─── Records for the task

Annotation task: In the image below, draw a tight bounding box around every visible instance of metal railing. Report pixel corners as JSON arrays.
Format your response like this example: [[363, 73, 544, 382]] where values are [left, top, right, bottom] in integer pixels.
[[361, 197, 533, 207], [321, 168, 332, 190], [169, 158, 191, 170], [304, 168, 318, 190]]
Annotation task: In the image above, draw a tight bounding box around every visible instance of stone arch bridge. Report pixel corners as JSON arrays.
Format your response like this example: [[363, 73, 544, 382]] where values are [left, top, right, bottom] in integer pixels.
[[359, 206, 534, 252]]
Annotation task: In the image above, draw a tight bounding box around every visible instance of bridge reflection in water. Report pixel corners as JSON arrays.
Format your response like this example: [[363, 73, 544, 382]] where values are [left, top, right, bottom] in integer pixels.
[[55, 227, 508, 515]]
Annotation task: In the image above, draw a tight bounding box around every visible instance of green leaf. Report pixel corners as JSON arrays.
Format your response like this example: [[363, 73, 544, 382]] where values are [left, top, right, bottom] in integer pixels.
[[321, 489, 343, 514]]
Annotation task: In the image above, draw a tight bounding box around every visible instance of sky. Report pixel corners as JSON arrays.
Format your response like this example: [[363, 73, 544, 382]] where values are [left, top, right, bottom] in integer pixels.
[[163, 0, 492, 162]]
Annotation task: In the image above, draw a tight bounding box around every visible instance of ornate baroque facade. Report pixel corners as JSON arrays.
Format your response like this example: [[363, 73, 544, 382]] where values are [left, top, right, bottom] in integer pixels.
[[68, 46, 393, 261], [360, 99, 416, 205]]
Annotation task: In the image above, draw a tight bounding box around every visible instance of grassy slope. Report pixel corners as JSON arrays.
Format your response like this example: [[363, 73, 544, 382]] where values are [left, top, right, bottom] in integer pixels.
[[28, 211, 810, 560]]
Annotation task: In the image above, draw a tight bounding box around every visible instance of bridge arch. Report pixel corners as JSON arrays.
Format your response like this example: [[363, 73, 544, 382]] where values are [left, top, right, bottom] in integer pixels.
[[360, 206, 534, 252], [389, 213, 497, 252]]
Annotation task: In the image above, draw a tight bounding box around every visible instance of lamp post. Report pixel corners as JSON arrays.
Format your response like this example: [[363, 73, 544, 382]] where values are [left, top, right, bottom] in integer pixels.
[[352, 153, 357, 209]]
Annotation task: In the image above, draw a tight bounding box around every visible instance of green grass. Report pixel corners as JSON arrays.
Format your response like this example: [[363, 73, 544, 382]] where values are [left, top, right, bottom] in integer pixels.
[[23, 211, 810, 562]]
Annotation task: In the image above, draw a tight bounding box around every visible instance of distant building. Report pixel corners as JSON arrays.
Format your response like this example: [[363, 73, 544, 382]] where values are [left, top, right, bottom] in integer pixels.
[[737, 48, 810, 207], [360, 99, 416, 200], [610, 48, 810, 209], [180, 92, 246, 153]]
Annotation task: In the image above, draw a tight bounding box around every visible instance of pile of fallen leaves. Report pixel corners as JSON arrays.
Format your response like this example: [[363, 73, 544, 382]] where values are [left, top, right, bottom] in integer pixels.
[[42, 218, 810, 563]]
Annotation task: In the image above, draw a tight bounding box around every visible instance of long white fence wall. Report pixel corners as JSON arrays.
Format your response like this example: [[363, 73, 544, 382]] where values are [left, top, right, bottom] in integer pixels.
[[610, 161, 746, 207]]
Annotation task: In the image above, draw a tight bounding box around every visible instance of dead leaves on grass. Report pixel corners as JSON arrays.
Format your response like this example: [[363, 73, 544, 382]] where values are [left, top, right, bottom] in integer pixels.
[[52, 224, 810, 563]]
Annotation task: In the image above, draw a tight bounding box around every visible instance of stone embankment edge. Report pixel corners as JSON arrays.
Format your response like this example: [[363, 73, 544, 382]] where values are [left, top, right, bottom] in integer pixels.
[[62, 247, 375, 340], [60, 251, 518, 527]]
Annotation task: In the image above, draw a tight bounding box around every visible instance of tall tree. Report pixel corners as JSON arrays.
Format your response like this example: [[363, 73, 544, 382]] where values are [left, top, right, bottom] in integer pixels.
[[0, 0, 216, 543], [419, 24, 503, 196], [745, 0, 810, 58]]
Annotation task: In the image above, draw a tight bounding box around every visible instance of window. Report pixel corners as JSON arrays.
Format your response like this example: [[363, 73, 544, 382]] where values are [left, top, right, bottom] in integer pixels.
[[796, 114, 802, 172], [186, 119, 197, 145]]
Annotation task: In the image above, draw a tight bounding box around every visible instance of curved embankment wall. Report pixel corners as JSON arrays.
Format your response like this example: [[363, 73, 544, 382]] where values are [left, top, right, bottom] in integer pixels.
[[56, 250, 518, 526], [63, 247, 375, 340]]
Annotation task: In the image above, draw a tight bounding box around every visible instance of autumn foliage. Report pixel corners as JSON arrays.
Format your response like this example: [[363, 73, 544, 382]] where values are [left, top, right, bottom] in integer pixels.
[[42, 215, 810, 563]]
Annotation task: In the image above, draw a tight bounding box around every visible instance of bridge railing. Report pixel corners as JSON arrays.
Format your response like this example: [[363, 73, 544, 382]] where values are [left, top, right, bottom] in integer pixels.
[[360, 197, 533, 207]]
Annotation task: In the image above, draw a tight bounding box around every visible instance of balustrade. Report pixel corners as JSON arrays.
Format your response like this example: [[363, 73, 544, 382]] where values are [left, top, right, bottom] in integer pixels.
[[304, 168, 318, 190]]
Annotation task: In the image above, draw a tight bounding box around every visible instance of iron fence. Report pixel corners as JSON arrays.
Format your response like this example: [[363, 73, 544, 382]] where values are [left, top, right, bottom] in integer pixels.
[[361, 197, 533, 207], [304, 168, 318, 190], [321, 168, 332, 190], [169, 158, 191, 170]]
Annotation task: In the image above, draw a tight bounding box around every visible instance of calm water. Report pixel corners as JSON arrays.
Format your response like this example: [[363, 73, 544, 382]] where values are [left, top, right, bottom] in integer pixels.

──────

Goal of the exercise: Arrange the listing above as a numbered list, leaving out any blank lines.

The reply:
1. Annotation task: In the image below, draw a tight bounding box around every visible instance of metal railing. Report pixel corners as JSON arrays.
2. Format your response like this example: [[363, 73, 544, 382]] where values are [left, top, right, bottom] in integer pixels.
3. [[361, 197, 533, 207], [321, 168, 332, 190], [169, 158, 191, 170], [304, 168, 318, 190]]
4. Annotation task: In the image above, draw a tight bounding box around every visible instance of stone arch bridge. Report pixel corners as JSON arrays.
5. Format your response like this example: [[363, 73, 544, 382]] where values are [left, top, right, bottom] in integer pixels.
6. [[359, 206, 534, 252]]
7. Annotation task: In the image above, draw a tight bounding box around every visible instance of bridge reflection in water. Report pixel corners as JSON arrays.
8. Format your response like this example: [[363, 73, 544, 382]] where values are [left, top, right, bottom] in integer pixels.
9. [[55, 227, 508, 515]]
10. Annotation task: In the image above, draw a tight bounding box around every visible instance of green leaf. Report pixel corners as JSON arrays.
11. Format your response like this example: [[363, 73, 544, 382]] where values are [left, top, right, bottom] in integer pixels.
12. [[321, 489, 343, 514]]
13. Annotation task: In the image above, draw a tight bounding box around every visible instance of sky. Report pixel corners as JSON arrays.
14. Format your response like this example: [[363, 73, 544, 382]] where values are [left, top, right, bottom] in integer pixels.
15. [[163, 0, 492, 162]]
16. Annotation task: In the image above, draw a tight bounding box around every visible instance of ornate baroque facade. Report pixel corners as JSON arrays.
17. Format your response like this example: [[363, 73, 544, 382]] where values are [left, top, right, bottom] in integer pixels.
18. [[68, 46, 393, 261], [360, 99, 416, 205]]
19. Annotation task: In the image above, draw a tight bounding box around every visible instance of grassy slope. Report pixel corners as JSON arrays.
20. Format your response like this example: [[363, 73, 544, 382]] where values are [left, top, right, bottom] in integer pixels.
21. [[28, 211, 810, 560]]
22. Annotation task: In the image above, draw a tight bounding box around every visible instance of bridge arch. Report pixel corners as JSON arrays.
23. Format your response like this example: [[363, 73, 544, 382]] where values are [left, top, right, bottom] in integer pixels.
24. [[360, 206, 534, 252], [389, 213, 497, 252]]
25. Annotation task: In the image above, draw a tight bounding box around every visible instance of lamp post. Report pixel corners as JSON arrays.
26. Format your response like this example: [[363, 73, 544, 382]] where values are [left, top, right, bottom] in integer pixels.
27. [[352, 153, 357, 209]]
28. Annotation task: In the image above, draw a tight bounding box around every visible instance of green grass. Report pixel corners as JSON arrays.
29. Format your response like this example: [[363, 73, 544, 382]] where values are [left, top, right, bottom] in integer pixels.
30. [[23, 211, 810, 562]]
31. Annotation task: In the image above, draw a tight bounding box around every visible instance of distant building. Report pixel corners as JSON arrays.
32. Format your response like this example: [[363, 73, 544, 382]] where values are [left, top, right, bottom] in integer pixels.
33. [[737, 48, 810, 207], [360, 99, 416, 200], [610, 48, 810, 209], [180, 92, 246, 153]]
34. Annotation task: In the image above, draw a tight bounding box around every visible instance of pile of fallen leaves. Report pixel corners as JSON arrays.
35. Format your response like this example: [[363, 73, 544, 382]] where values are [left, top, right, bottom] in integer pixels.
36. [[42, 218, 810, 563]]
37. Annotation task: In the image above, draw a tight bounding box around every visible instance of long white fence wall. Report pixel corners as JSON arrays.
38. Format your response like this example: [[363, 73, 544, 382]] where values are [left, top, right, bottom] in integer pixels.
39. [[610, 161, 746, 207]]
40. Annotation task: In the image above, draw a tight bounding box around every visible instance of dead leaves on grass. Report pixel corners as JSON arrays.
41. Format your response like this example: [[363, 73, 544, 382]] where values are [left, top, right, bottom] in integer pixels.
42. [[52, 224, 810, 563]]
43. Annotation task: In the image above, draw a tight bounding box around every visible instance of stone embankment edge. Report pixel corners as JSON arrays.
44. Format your response like this example: [[363, 73, 544, 382]] where values are [left, top, right, bottom] in integer pixels.
45. [[62, 247, 375, 340], [60, 251, 518, 527]]
46. Annotation task: In the image above, draw a tight bounding box around every visible instance of tall tree. Report pixel corners as JSON arrays.
47. Format your response like this example: [[363, 73, 544, 382]] where values are [left, top, right, bottom] in integer pixels.
48. [[0, 0, 216, 543], [419, 24, 503, 196], [745, 0, 810, 58]]
49. Annotation task: In the image above, draw a tight bounding box around every visible instance of window. Report pixel corners as JSON arrays.
50. Format your response like this example: [[363, 73, 544, 382]] where values are [left, top, right, bottom] in integer pixels.
51. [[796, 114, 802, 172], [186, 119, 197, 145]]
52. Annotation task: In the image above, draw a tight bounding box around every visible instance of curved embankment wall. Report pixel corners as JSON arrays.
53. Format your response like this example: [[363, 73, 544, 382]] where values are [left, top, right, bottom] in integer pixels.
54. [[56, 250, 518, 526], [63, 247, 375, 340]]
55. Annotation task: In the image above, draw a tight bounding box around every visible instance of autumn foliage. Report pixel corners as JSON arrays.
56. Format your response like this example: [[363, 73, 544, 382]] where values are [left, top, right, bottom] in integer pixels.
57. [[42, 215, 810, 563]]
58. Annotation task: In the image above, draw a tight bounding box around every visible instance of bridge railing. Report pixel corners as JSON arrays.
59. Format your response like this example: [[363, 73, 544, 382]] where values are [left, top, right, bottom] in integer pixels.
60. [[360, 197, 533, 207]]
61. Annotation task: In the image above, draw a tight bounding box around every visible instance of balustrade. Report pixel corners as JSON arrays.
62. Format your response like this example: [[363, 73, 544, 382]] where values are [left, top, right, bottom] in integer pixels.
63. [[304, 168, 318, 190]]
64. Annotation task: In the image above, draw a tight bounding box around every visible instance of iron fence. Report pixel corners as JSON arrays.
65. Format your response like this example: [[363, 73, 544, 382]] where values are [left, top, right, bottom] in integer pixels.
66. [[361, 197, 533, 207], [304, 168, 318, 190], [321, 168, 332, 190], [169, 158, 191, 170]]
67. Annotation task: In the image above, draw a tight bounding box around every visible instance of calm water. Report pixel corners as JSON arrays.
68. Format your response like this example: [[363, 73, 544, 382]] where values are [left, top, right, bottom] in integer pixels.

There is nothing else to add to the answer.